▶ **Dataset excerpt**:
*-*-*

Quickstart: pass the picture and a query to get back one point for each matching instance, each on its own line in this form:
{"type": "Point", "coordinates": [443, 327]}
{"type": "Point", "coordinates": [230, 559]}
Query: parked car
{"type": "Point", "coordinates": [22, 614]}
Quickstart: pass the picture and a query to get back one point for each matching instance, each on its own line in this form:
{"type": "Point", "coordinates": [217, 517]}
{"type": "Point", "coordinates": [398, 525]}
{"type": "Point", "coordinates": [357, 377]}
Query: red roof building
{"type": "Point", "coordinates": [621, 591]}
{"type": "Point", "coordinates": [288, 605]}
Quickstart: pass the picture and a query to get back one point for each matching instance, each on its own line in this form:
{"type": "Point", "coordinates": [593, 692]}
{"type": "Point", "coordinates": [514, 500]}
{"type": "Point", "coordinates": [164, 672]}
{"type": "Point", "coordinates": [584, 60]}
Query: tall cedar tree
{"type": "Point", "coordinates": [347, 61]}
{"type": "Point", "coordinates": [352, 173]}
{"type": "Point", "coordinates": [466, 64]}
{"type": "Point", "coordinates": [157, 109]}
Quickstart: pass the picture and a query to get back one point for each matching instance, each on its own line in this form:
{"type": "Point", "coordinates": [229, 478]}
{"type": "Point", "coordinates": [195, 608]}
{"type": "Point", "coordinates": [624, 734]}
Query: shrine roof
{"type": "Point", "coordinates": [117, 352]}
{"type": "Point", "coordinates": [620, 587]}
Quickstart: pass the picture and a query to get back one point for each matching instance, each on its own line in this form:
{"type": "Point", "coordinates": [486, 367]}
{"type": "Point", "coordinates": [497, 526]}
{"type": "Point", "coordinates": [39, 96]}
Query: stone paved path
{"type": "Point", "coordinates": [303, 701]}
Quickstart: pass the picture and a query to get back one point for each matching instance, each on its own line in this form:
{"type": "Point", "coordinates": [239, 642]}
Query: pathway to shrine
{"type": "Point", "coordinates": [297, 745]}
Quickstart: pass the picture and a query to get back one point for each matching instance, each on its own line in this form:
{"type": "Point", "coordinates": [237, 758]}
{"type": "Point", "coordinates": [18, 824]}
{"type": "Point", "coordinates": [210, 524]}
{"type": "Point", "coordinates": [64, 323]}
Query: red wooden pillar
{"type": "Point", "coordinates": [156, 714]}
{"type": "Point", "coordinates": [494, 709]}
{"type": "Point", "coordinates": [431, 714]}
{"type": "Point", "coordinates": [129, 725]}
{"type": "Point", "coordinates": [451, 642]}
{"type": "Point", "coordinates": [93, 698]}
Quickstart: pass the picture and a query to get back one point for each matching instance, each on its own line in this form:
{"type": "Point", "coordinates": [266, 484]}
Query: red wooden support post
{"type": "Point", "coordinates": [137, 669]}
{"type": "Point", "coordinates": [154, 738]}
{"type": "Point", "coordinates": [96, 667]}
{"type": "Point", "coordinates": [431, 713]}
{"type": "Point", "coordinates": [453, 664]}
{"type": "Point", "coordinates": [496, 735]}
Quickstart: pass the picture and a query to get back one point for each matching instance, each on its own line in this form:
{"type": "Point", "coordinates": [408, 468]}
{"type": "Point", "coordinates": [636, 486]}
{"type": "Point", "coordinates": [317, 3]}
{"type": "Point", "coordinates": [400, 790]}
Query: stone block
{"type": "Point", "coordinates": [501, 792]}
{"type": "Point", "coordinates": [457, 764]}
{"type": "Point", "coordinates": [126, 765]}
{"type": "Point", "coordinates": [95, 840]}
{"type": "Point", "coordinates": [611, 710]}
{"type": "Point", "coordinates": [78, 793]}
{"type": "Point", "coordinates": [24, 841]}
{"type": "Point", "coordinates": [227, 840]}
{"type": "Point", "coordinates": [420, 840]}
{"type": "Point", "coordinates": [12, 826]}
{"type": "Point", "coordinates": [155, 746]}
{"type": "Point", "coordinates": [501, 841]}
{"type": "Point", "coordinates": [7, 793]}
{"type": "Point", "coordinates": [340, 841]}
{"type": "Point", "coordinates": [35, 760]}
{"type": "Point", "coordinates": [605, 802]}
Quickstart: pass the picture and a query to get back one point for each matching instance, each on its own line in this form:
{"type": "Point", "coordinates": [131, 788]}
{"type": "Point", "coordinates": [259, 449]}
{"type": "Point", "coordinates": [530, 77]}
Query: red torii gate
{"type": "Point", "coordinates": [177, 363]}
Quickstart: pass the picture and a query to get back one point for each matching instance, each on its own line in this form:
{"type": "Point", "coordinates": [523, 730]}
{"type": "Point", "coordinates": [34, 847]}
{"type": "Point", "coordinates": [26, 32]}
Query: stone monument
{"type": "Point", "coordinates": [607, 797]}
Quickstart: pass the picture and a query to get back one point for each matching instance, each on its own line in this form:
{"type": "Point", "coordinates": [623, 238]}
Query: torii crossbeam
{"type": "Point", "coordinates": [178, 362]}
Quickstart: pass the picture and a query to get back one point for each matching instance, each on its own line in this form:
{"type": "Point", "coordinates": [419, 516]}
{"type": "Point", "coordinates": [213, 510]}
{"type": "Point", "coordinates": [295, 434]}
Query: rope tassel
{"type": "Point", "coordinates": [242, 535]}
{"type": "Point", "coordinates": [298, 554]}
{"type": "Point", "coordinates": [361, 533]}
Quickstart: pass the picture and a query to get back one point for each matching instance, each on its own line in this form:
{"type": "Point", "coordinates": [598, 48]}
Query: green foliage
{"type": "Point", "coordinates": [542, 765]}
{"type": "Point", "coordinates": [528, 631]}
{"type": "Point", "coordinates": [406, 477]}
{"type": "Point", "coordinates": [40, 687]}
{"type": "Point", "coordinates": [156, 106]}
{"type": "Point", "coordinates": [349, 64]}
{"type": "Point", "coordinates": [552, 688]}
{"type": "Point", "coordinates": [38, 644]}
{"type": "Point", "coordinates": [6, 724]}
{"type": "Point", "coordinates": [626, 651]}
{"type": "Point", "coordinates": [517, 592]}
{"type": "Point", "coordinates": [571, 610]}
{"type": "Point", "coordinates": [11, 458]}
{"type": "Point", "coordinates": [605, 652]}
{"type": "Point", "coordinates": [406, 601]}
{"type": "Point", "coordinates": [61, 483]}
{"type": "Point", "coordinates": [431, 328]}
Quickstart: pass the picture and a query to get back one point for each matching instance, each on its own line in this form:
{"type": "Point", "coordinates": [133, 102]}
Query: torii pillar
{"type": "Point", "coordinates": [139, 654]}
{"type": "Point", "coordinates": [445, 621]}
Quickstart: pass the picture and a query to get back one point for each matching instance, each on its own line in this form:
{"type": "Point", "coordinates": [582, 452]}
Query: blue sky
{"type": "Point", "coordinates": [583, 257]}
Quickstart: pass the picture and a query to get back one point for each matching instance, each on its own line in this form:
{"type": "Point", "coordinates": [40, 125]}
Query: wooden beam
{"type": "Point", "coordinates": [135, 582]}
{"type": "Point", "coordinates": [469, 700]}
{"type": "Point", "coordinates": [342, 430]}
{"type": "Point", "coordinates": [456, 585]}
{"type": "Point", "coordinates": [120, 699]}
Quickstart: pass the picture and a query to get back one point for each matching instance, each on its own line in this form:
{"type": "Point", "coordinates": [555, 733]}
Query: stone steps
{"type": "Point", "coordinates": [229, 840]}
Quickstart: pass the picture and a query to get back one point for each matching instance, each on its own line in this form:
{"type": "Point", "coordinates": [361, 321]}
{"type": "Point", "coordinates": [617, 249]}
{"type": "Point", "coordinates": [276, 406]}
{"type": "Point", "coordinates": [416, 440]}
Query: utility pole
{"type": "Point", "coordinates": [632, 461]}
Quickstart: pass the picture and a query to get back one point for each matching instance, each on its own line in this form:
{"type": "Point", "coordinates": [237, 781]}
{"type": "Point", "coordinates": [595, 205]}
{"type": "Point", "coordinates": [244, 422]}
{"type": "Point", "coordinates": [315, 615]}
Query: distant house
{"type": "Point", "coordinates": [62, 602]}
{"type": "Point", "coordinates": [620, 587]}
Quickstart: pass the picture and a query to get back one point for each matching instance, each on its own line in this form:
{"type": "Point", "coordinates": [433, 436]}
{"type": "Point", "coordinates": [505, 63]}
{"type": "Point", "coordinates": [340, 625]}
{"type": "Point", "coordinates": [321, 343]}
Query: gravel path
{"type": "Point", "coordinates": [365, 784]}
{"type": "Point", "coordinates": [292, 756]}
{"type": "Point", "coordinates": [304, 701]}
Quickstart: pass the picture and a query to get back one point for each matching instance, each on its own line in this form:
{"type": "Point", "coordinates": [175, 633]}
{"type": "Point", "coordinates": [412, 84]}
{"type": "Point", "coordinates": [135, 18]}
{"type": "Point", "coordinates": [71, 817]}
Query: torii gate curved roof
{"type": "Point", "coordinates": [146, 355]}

*-*-*

▶ **Task instructions**:
From the listing above, select every line that contains the word "pillar", and copy each one.

▶ **Answer below**:
Query: red wooden pillar
Query: torii pillar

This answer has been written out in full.